| Reading text |
********************

The revelation concerning the Son of Man had as yet been made only to the Elect; the congregation of the righteous was gradually being created; on the Great Day, these would be glorified and their oppressors, "the kings and the mighty . . . who rule the earth" would be delivered up to vengeance, "because they have oppressed his children and his elect . . . and they shall be a spectacle for the righteous," who "shall rejoice . . . because" the sword of the "Lord of Spirits . . . is drunk with their blood.
The Sons of Light are the Elect Ones, predestined to glory.
The second apocalypse is also comparatively primitive, but reveals a distinct development. Like The War, it is very belligerent and intensely Judaic. God Himself is still called The Holy Great One, who again conducts the last judgment. The destruction of the earth is foretold, according to Zoroastrian prophecy, and there is to be a new and glorious Jerusalem.
The vision consists largely of allegory relating the events of Genesis and Jewish history down to Judas Maccabaeus, at which point the end of Time and the last judgment are to occur. Under a transparent veneer, the dramatic personae of Old Testament history parade before us as bulls, heifers, wolves, asses, eagles, kites, ravens, etc.
There is a long passage devoted to the seventy shepherds who slew and destroyed more sheep (Jews) than they were commanded by the Lord. These are the kings and high priests who misruled Israel between Solomon and the Maccabees. The Essenes could relate to such persecution from corrupt rulers as they lived out their existence in the desert in protest to their denial of the Priesthood.
After the Babylonian exile, "I saw until that 23 had undertaken the pasturing and completed in their several periods 58 times." Now, if a time is a seven-year period, we subtract 416 from 586 (year of Babylonian captivity); and this brings us of course to the year 170 B.C.E. At this time, a new era of righteousness began, because "behold, lambs [Chasids] were borne by these white sheep [Jews], and they began to open their eyes and to see, and to cry to these sheep. Yea, they cried to them, but they did not harken to what they said" (Enoch, xxv, xc).
This reminds us of a passage in the Damascus Document in which we read "they were like blind men and groping for the way for twenty years." But God "raised up for them a teacher of righteousness to lead them in they way of their heart." The wicked Jews, however, "banded together against the life of the righteous, and all who walked uprightly their soul abhorred."

********************

| Extracted material |
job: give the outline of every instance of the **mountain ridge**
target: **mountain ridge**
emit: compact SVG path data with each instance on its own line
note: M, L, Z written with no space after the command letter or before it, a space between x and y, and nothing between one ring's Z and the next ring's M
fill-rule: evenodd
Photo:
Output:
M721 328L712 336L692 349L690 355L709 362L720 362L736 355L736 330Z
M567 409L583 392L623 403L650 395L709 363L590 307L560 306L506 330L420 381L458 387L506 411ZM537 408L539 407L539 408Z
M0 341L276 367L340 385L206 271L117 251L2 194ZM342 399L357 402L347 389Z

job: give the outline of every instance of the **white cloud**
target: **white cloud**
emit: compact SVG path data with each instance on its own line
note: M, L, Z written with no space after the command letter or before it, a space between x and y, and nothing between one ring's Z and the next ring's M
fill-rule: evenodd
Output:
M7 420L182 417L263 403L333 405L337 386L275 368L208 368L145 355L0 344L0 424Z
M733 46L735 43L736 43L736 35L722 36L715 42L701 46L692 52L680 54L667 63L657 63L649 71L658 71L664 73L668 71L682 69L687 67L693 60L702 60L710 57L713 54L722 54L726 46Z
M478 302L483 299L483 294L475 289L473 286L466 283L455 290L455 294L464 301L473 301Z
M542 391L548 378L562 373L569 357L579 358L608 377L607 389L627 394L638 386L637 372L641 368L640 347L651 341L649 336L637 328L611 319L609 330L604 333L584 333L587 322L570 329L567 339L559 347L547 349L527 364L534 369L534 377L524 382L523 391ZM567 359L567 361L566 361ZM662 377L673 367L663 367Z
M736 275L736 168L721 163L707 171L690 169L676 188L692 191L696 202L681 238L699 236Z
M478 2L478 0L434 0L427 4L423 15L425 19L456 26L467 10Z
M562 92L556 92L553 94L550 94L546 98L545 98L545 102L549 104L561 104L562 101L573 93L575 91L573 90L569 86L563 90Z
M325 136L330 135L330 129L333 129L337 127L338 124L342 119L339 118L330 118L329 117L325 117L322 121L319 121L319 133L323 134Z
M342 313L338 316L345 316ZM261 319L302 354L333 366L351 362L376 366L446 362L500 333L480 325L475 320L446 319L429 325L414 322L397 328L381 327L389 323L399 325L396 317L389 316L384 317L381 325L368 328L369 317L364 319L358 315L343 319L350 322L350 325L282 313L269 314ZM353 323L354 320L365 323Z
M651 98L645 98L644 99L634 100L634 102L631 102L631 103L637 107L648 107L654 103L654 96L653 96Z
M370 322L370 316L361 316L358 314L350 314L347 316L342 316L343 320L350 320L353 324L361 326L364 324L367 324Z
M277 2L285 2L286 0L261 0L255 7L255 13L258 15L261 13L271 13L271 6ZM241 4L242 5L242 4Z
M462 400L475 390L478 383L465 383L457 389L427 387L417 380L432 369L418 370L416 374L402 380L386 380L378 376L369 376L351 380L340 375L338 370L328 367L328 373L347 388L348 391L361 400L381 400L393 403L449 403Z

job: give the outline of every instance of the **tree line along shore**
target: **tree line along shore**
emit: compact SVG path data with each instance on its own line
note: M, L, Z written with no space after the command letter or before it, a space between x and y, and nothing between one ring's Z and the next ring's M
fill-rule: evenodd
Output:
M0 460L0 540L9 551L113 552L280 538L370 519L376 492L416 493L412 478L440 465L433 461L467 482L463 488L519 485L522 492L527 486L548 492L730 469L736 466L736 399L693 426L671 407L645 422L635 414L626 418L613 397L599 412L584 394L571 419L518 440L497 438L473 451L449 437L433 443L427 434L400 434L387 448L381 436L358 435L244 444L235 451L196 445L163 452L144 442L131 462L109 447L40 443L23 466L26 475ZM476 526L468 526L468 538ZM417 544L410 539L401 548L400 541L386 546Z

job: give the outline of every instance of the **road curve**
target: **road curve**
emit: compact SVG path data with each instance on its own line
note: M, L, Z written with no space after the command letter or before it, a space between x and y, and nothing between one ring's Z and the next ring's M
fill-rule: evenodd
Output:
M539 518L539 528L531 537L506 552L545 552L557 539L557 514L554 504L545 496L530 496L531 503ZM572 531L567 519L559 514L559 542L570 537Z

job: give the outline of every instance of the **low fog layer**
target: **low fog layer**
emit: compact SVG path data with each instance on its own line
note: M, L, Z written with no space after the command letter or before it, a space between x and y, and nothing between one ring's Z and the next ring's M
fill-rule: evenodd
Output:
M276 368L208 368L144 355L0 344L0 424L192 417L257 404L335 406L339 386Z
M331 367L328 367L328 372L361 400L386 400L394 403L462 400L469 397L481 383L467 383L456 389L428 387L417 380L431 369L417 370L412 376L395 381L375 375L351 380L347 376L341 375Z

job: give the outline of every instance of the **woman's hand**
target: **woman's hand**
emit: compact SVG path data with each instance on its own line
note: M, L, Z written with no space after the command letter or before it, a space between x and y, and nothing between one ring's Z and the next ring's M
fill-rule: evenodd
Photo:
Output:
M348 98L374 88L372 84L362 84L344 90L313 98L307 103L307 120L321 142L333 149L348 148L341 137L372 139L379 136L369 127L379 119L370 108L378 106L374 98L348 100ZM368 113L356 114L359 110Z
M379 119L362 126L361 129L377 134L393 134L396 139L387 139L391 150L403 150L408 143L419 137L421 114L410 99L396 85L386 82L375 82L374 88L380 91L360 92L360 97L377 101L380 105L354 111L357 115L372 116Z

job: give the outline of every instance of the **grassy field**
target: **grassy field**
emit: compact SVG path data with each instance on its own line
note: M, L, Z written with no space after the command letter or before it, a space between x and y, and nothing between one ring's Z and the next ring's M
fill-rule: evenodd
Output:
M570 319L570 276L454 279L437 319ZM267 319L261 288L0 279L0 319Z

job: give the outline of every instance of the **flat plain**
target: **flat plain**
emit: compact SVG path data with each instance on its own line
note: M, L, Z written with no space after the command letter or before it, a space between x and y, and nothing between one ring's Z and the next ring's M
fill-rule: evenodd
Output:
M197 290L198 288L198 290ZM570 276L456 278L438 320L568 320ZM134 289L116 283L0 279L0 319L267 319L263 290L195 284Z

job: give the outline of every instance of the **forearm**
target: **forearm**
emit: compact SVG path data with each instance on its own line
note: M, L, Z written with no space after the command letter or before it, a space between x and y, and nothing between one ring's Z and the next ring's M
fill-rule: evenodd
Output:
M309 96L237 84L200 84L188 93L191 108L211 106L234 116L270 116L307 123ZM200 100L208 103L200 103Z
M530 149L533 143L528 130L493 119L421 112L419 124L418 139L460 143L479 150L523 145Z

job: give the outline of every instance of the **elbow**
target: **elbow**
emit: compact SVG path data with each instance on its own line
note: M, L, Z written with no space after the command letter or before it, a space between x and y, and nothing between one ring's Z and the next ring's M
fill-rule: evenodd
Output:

********************

Continue the passage on the Book of Enoch and the Essenes from where it stops.

| Answer to this problem |
If you have never read the Damascus Document you should. In it we find the earliest of the Dead Sea Scroll writings. Absent in it is any reference to damnation and catacylsmic judgment. But owing to the fact that these displaced Essenic priests were continually rejected from their rightful Priesthood by the Hasmonean powers that ruled following the Maccabean war and victory, we find that this Essene sentiment would change. Under the influence of the Teacher of Righteousness the anger will come through in their writings. Above you saw how the Essenes' pleas for acceptance and reinstatement was continually refused. Over time the writings of these Essences, in their distancing from the Temple and the Priesthood, and Judaism in general, will take upon a revengeful attitude and gravitate to an apocalyptic mindset and one was not far away...one only needed to look East to Iran and Zoroastrianism and their apocalyptic theologies. This will become the backbone of this desert Zadok movement in a short time. We find it in the beginning of the Enoch document which was the new "Bible" for the Essenes.
Returning to Enoch, we read: "I saw in the vision how the ravens [Syrians] flew upon those lambs and took one of those lambs [Mattathias], and dashed those sheep [the Chasids] in pieces and devoured them. And I saw . . . till there sprouted a great horn [Judas Maccabaeus] from one of those sheep, and their eyes were opened.... And those ravens fought and battled with it and sought to lay its horn low, but they had no power over it." History now passes into prophecy; the battle continues without decision until the God of the sheep destroys all their enemies, who "were swallowed up in the earth" (Enoch, cx). God now sets up His throne "in the pleasant land," (Palestine); the archangel who has kept the record opens the sealed books; and the Last Judgment supervenes (Ibid.). The fallen angels known as the Watchers, the wicked Jewish rulers called shepherds, and the apostates known as "blinded sheep" are cast into the fiery abyss. The supernaturally constructed Jerusalem appears; and the Messianic kingdom in which the Chasid saints are the rulers is established by the Holy Great One. The Gentiles are now transformed into "white bulls," that is, they become regenerate, and submit to the universal dominion of the Chasidim. From the bosom of this enlightened world-community, the Messiah emerges at last, who is, presumably, to rule forever; "the first among them became a lamb, and that lamb became a great animal . . . and the Lord of the sheep rejoiced over it and over all the oxen" (Ibid.).
Thus, for the first time, the Messiah is called a lamb.
One last thought to consider. At this early date the theology is a mixture of both Judaism and Zoroastrianism. You should take note in your further reading and study how Judaism fades into the distance and the Essenes evolve into a Pythagorean-Zoroastrian-Buddhist sect which promoted the religious beliefs of such prior religions.